== TASK ==
Transcribe all records exactly; omit pictures.

[Photo-based referring expression data]
■ ■ ■ ■ ■

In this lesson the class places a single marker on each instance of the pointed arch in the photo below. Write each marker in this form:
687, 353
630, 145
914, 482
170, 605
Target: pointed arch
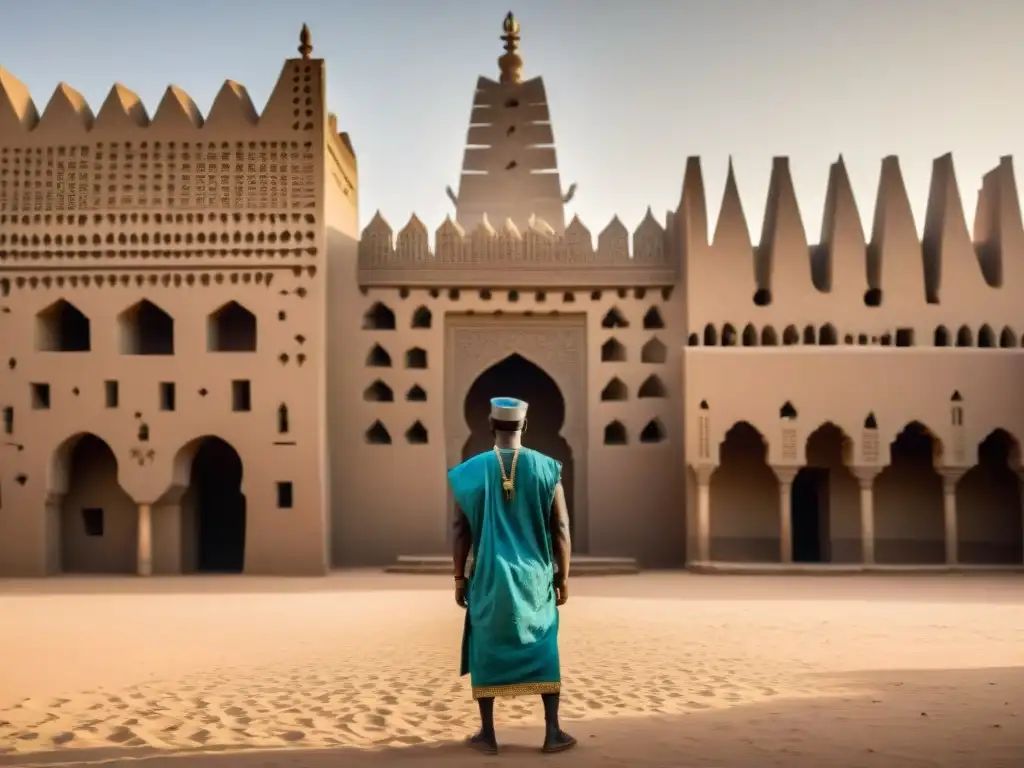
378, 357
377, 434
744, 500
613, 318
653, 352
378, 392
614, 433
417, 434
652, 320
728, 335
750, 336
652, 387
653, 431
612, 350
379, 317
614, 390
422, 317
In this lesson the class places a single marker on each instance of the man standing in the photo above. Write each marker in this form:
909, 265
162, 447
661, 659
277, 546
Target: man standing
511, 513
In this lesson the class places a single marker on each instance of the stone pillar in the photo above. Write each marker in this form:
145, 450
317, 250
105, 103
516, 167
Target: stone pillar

■ ■ ■ ■ ■

== EXPECTED OUTPUT ==
In this lesson the class places a single marker on each instance of the pointed arch in the photo below. Write each marker in this form:
687, 353
630, 145
914, 482
170, 605
Target: pointed arch
378, 357
377, 434
744, 500
613, 318
653, 352
378, 392
614, 433
417, 434
652, 320
728, 335
750, 336
652, 387
653, 431
612, 350
379, 317
614, 390
422, 317
In this lesson the class places a single marker on each instance of the man standing in the photo above. Write each marker in this form:
909, 265
162, 447
661, 659
277, 546
Target: man standing
511, 513
In this lesson the class places a single marker on each instance of the stone pillar in the photo above. Write each marker in this form:
145, 450
317, 250
105, 103
516, 167
Target: stone pillar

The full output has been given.